- **Work instructions**: Word for word, repeat all the entries below, but without the pictures.

= Beginning of Section =

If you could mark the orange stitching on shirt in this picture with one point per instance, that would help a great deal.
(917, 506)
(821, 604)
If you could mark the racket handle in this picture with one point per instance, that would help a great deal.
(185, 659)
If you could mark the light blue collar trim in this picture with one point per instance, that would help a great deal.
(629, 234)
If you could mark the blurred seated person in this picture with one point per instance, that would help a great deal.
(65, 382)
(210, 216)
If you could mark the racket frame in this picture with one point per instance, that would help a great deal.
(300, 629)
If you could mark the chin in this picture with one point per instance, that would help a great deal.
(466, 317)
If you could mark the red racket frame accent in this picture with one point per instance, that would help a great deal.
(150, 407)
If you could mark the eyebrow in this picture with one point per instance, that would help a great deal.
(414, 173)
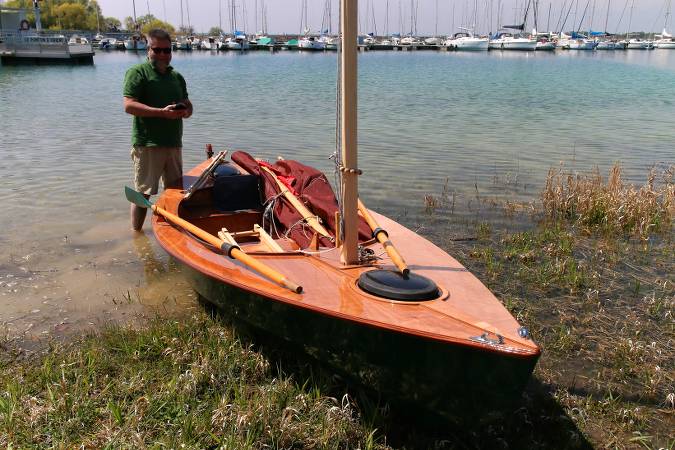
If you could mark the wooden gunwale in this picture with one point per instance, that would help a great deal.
(195, 254)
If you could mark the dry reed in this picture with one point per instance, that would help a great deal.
(612, 206)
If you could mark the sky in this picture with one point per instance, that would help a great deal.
(432, 16)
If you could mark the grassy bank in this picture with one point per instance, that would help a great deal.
(592, 278)
(594, 281)
(174, 383)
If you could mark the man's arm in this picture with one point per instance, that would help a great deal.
(188, 111)
(136, 108)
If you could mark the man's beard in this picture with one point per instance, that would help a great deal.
(160, 65)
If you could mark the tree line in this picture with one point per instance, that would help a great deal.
(85, 15)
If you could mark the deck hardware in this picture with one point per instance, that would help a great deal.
(485, 339)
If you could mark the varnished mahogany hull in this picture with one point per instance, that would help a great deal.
(445, 379)
(459, 351)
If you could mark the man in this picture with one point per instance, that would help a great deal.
(156, 95)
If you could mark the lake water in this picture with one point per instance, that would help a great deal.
(492, 122)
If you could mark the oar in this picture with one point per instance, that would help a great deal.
(233, 251)
(382, 236)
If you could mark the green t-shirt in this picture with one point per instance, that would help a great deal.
(158, 90)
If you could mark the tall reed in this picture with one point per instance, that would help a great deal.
(611, 205)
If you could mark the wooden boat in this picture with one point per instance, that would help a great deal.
(395, 311)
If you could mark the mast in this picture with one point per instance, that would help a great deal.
(182, 25)
(38, 22)
(349, 22)
(630, 18)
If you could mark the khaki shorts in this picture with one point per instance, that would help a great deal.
(153, 163)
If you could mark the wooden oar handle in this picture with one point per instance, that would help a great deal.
(311, 219)
(383, 238)
(230, 250)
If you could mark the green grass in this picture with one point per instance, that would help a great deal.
(603, 311)
(175, 383)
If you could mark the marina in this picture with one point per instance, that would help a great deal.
(511, 276)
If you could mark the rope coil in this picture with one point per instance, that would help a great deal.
(344, 169)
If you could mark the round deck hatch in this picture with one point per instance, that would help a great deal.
(394, 286)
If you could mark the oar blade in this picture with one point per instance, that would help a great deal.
(136, 198)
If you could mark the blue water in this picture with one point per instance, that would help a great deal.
(424, 117)
(493, 123)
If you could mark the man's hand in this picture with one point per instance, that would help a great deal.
(170, 112)
(134, 107)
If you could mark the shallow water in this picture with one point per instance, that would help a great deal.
(488, 123)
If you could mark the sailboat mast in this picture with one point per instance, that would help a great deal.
(350, 195)
(182, 25)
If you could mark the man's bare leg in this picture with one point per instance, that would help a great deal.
(138, 216)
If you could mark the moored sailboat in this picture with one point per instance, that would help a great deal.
(353, 288)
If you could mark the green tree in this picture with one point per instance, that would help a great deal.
(110, 24)
(129, 24)
(72, 16)
(156, 23)
(55, 14)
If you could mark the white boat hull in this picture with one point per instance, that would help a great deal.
(635, 44)
(668, 44)
(519, 44)
(131, 44)
(582, 44)
(467, 44)
(306, 44)
(545, 46)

= End of Section =

- **Exercise solution**:
If you could mark the orange stitching on shirt in this picture with one point per instance, that would help a great deal.
(917, 506)
(821, 604)
If you could mark the racket handle in this picture with one point per instance, that would help a great deal.
(185, 659)
If you could mark the light blue collar trim in this picture with one point per instance, that would help a great deal.
(629, 234)
If you could mark the blurred seated person in this picture with one point per instance, that would help a great deal.
(65, 382)
(210, 216)
If you could mark the racket frame in this picture with one point per instance, that would help a great deal.
(300, 629)
If you could mark the chin in this picture with one point per instance, that would help a great deal.
(466, 317)
If you could mark the red racket frame accent in this picture with one point per instance, that would help a great deal.
(150, 407)
If you could mark the eyebrow in this picture with one point per instance, that would help a great deal.
(414, 173)
If you could mark the wooden gunwale in this picture with one point per instance, that would help a great deal.
(195, 254)
If you could mark the dry reed in this picture with one point per instance, that would help a great deal.
(612, 206)
If you could mark the sky in this picture with one point per instance, that would help a great deal.
(432, 16)
If you could mark the grassy bank in this picture with one point per instance, that would help a great deal.
(592, 278)
(594, 281)
(174, 383)
If you could mark the man's arm in this picture with one point per instance, that would help a great deal.
(188, 111)
(136, 108)
If you could mark the man's beard in this picture with one point per instance, that would help a great deal.
(160, 65)
If you could mark the tree line in this picture with one point per instance, that would help a great deal.
(85, 15)
If you could mark the deck hardware in this picture with one point per instance, that would help a great deal.
(485, 339)
If you could mark the varnished mahogany hull in this picture with one point per instance, that would help a great deal.
(445, 379)
(459, 351)
If you could mark the man in this picture with one point per instance, that would help a great deal.
(156, 95)
If you could mark the lake water in this picture with one point per instance, that would help a great deal.
(492, 122)
If you could mark the oar in this picture with one point per instance, that would help a great deal.
(233, 251)
(382, 236)
If you could mark the green t-shirt in this picture with one point per instance, that would help a great deal.
(158, 90)
If you could mark the tall reed in this picture with one point per instance, that would help a great deal.
(611, 205)
If you could mark the wooden boat in this picture with one point per instance, that would help a great deal.
(395, 311)
If you could mark the mast in this picture with one point per instance, that would help a great deal.
(182, 25)
(38, 22)
(349, 22)
(630, 18)
If you could mark the khaki shorts in this picture with one point per instance, that would help a great deal.
(153, 163)
If you could mark the wooden oar handle in this picture with one point per instance, that would help a great deal.
(311, 219)
(383, 238)
(230, 250)
If you could mark the green grass in this picture with one point per instance, that would help a great deal.
(603, 311)
(175, 383)
If you could mark the marina in this picture with one point per instance, that would help a great deal.
(511, 276)
If you could mark the rope coil in this picture with one point per instance, that would help a great deal.
(344, 169)
If you could mark the round deck hatch in this picture with one point per instance, that would help a great deal.
(394, 286)
If you could mark the oar blade in this picture with one point per instance, that would help a great deal.
(136, 198)
If you could mark the blue water in this picture with one point per instance, that would help a great deal.
(424, 117)
(493, 123)
If you could mark the man's hand in this picture with one point per instance, that would help a great deal.
(170, 112)
(134, 107)
If you could mark the shallow water in this picture with one point per instance, that would help a great deal.
(488, 123)
If you could mark the sailboat mast in this picture with one point per instance, that would help a great deal.
(350, 195)
(182, 25)
If you could mark the man's bare leg in this picture with one point per instance, that would help a great deal.
(138, 216)
If you could mark the moored sailboat in this picture with one point per instance, that would help a great deal.
(353, 288)
If you could mark the green tree in this picture with one point per instance, that would help a great deal.
(110, 24)
(129, 24)
(72, 16)
(156, 23)
(55, 14)
If you could mark the white boat hull in this picture with one point per instance, that would help a great deal.
(635, 44)
(668, 44)
(519, 44)
(131, 44)
(582, 44)
(467, 44)
(306, 44)
(545, 46)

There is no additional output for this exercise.